*Problem requirements*
Reproduce every line of each item below verbatim, and leave the pictures out of your answer.

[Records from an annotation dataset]
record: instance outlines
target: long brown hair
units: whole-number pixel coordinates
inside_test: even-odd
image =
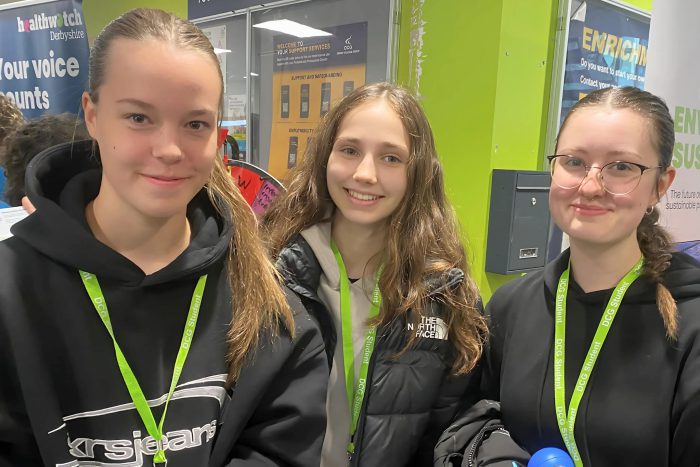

*Task result*
record: instance outlines
target: long brown hair
units: whole-number pixel coordinates
inside_test: even-odd
image =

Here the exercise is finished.